● **TEXT PASSAGE**
-- Begin --

We’ve all been there. Cast as the lead in a meaty, dialogue-heavy role in a surefire masterpiece from one of the most unassailable geniuses of modern filmmaking, only to be reduced to sifting through the finished film on freeze frame occasionally shouting “Look! That’s my shadow on that fern!” or “Hey! That’s the back of my head near that egret!” The one comfort we can take when this inevitability occurs, is that we’re in fine company on the Malick cutting room floor. The only question is, whose lead will we follow in reacting to our role’s excision or drastic reduction?

Terrence Malick has a storied history with actors, one that can only continue to get more thickety as his output increases, and as the casts for his films expand. But it was really only with 1998’s gorgeous hymnal to the brutalizing effect of war on nature and humanity, “The Thin Red Line,” that his propensity for entirely removing whole roles and performances found real expression, and since then the mythos of the roulette wheel one spins when accepting a role in a Malick film has only grown. It’s a little unfair — “The Thin Red Line” always had an enormous cast (it’s about a war, after all); many of those often referred to as having been cut never actually filmed a scene; and others had roles that were only ever going to be cameos removed. The key factor is that many of the affected actors on that film and since then have been very high profile, but again, Malick seems to attract big names in droves, so in droves they will fall by the wayside.

-- End --

● **TASK**
Transcribe the text on actors cut from Terrence Malick's films from "We’ve all been" to "or drastic reduction?", keeping every word and punctuation mark unchanged.

● **RAW DATA**

-- Begin --

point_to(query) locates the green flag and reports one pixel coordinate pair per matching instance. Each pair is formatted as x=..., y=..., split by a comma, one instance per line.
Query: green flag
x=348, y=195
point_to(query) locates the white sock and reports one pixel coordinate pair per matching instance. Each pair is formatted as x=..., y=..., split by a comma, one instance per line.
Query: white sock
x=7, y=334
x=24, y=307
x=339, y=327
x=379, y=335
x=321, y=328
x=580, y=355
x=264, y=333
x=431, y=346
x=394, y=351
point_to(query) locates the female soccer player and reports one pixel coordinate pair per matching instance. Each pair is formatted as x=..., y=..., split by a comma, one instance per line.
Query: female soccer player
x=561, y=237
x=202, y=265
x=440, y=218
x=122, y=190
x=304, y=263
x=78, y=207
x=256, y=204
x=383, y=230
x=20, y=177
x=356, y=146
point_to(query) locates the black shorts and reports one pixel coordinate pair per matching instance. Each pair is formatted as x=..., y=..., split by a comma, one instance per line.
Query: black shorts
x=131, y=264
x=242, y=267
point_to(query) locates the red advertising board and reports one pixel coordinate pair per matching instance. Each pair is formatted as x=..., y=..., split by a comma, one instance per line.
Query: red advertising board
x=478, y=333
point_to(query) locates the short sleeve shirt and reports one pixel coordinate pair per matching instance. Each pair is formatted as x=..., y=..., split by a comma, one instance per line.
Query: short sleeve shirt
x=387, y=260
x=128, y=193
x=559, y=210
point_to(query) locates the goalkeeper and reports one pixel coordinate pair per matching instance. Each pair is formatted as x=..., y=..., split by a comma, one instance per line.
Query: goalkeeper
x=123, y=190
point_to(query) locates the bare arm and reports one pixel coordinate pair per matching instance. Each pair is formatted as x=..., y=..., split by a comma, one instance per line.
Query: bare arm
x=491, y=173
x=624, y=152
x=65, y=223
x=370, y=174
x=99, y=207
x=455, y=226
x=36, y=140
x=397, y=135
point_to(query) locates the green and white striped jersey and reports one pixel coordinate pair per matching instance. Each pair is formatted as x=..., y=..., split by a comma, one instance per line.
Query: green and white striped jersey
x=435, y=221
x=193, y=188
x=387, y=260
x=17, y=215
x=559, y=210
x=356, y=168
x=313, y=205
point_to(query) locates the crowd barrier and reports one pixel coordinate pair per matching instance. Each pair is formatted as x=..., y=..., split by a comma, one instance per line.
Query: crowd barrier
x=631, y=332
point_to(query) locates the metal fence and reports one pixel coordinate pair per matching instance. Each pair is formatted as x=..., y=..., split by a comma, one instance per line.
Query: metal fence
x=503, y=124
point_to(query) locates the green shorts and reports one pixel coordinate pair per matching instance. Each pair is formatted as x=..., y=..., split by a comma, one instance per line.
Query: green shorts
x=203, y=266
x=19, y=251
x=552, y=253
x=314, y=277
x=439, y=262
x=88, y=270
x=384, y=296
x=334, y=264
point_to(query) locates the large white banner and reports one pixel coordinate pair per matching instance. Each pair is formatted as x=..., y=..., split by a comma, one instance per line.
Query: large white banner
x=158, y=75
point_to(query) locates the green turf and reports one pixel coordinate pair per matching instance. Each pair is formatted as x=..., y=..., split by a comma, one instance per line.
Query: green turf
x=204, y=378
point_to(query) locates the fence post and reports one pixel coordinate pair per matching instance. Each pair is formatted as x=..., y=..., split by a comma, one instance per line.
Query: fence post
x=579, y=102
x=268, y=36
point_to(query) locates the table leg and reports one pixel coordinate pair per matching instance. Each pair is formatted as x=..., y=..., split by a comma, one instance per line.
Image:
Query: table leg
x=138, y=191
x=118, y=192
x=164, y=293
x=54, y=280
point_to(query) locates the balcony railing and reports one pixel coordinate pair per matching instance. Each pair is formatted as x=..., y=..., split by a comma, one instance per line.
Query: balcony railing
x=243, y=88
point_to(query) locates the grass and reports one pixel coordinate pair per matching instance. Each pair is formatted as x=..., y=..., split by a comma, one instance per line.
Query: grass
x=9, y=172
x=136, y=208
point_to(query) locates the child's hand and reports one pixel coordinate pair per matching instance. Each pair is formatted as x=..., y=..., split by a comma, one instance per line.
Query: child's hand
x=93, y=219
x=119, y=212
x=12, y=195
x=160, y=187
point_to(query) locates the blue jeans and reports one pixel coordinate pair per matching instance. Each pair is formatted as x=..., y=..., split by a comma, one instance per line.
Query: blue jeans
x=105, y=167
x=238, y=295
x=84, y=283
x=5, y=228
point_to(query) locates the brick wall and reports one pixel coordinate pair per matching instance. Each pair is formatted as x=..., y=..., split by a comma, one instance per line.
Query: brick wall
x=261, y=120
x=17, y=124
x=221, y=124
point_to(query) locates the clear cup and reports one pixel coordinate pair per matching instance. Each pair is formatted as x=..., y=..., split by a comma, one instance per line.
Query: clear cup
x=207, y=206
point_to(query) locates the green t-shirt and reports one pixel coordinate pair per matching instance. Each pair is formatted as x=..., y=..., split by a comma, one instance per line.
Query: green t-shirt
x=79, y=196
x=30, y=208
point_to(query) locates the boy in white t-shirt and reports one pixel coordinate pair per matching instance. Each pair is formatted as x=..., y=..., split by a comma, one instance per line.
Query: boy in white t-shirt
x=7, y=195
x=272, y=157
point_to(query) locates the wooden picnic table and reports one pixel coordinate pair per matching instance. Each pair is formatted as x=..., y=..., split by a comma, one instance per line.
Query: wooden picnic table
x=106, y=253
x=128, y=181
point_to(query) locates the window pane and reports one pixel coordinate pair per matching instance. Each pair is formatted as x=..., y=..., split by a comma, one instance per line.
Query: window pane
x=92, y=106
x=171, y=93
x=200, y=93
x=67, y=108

-- End --

● **SOLUTION TO THE PROBLEM**
We’ve all been there. Cast as the lead in a meaty, dialogue-heavy role in a surefire masterpiece from one of the most unassailable geniuses of modern filmmaking, only to be reduced to sifting through the finished film on freeze frame occasionally shouting “Look! That’s my shadow on that fern!” or “Hey! That’s the back of my head near that egret!” The one comfort we can take when this inevitability occurs, is that we’re in fine company on the Malick cutting room floor. The only question is, whose lead will we follow in reacting to our role’s excision or drastic reduction?